Provided entries
'''
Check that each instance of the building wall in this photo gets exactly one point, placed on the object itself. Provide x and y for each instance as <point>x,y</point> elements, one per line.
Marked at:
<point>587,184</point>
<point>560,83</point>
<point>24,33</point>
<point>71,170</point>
'''
Prompt
All of the data above should be transcribed exactly.

Reply to the task
Check that each instance of the building wall in this photo gets exactly one point, placed on the object itself. Provide x and y for each instance as <point>x,y</point> elements, one per line.
Marked at:
<point>587,184</point>
<point>560,83</point>
<point>24,33</point>
<point>71,170</point>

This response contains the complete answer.